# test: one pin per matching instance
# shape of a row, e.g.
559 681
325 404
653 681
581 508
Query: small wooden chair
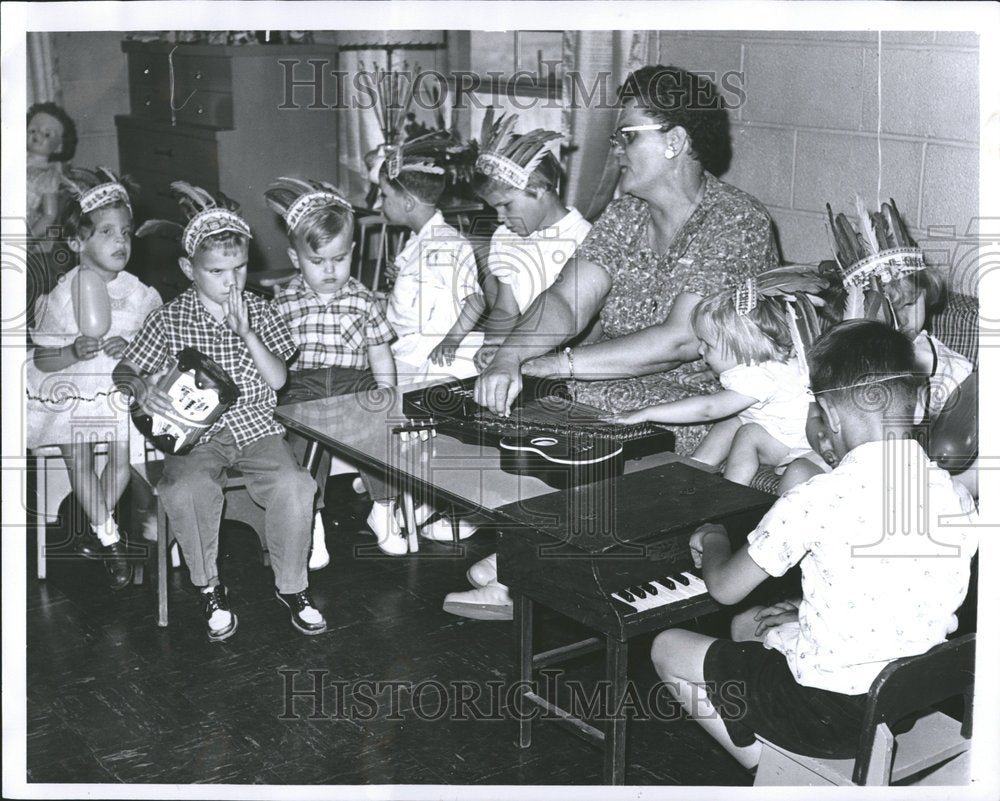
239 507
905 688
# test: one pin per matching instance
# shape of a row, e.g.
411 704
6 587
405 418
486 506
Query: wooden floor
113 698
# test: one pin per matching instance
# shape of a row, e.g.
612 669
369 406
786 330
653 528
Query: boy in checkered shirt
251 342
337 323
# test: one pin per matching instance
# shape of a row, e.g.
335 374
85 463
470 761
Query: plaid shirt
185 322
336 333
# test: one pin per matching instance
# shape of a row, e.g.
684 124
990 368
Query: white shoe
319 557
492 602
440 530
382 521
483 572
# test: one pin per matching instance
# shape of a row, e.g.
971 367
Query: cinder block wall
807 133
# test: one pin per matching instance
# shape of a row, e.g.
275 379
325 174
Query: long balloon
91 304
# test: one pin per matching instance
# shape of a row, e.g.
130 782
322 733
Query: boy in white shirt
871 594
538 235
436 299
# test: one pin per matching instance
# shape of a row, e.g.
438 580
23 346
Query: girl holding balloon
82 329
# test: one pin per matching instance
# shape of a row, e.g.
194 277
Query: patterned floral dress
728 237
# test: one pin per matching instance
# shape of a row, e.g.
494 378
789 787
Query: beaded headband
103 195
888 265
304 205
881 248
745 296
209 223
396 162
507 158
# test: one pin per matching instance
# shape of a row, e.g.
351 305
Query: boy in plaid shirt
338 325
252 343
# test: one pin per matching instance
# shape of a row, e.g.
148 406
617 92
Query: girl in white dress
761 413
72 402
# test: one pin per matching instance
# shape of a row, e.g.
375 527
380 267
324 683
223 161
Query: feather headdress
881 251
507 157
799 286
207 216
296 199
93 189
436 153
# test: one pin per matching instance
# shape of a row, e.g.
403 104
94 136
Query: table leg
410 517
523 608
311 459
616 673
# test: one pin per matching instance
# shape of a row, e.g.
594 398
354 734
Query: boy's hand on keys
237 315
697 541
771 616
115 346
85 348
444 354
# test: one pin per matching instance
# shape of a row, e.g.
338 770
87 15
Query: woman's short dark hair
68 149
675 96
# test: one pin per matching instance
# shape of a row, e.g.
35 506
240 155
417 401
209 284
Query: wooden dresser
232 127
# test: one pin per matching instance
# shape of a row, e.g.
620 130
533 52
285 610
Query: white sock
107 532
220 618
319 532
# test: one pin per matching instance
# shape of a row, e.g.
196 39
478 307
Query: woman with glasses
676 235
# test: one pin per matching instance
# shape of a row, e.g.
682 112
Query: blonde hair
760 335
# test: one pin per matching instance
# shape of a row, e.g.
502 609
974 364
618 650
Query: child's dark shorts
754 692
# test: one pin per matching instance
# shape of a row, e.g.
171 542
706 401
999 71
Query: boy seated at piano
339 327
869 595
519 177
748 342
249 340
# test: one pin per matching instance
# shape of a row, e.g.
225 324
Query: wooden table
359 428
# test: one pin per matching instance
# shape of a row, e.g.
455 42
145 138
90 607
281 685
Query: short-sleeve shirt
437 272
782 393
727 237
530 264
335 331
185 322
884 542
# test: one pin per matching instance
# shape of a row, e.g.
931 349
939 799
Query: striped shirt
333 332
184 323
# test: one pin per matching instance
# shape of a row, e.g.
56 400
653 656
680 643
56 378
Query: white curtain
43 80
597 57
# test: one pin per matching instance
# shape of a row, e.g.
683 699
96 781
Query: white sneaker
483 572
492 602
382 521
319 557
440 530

= = = =

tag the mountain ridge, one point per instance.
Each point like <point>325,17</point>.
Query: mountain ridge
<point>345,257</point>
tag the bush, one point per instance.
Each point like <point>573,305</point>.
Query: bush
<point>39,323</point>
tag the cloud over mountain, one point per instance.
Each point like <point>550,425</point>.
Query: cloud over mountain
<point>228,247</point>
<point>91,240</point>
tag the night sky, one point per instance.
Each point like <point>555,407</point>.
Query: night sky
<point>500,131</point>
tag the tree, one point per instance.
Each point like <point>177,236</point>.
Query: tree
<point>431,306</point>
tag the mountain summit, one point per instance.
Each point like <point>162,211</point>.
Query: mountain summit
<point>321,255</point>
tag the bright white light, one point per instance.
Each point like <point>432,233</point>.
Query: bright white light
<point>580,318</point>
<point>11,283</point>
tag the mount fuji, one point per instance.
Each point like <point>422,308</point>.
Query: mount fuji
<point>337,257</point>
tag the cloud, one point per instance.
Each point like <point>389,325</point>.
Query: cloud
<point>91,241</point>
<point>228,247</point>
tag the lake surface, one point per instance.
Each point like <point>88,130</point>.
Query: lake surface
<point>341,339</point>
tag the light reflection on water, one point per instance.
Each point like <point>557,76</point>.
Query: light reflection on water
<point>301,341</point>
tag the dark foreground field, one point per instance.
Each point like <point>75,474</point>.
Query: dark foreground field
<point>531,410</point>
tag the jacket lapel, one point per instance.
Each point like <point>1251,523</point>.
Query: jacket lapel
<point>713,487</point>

= = = =

Problem details. Which lines run from the one holding "Each point like <point>389,325</point>." through the one holding "Each point like <point>557,76</point>." in the records above? Repeat them exactly, both included, and nothing more.

Result.
Each point like <point>389,325</point>.
Query: cloud
<point>91,241</point>
<point>228,247</point>
tag the lake surface, one point per instance.
Each point like <point>88,130</point>.
Query: lake surface
<point>341,339</point>
tag the light reflection on water, one point per instance.
Each point like <point>557,76</point>.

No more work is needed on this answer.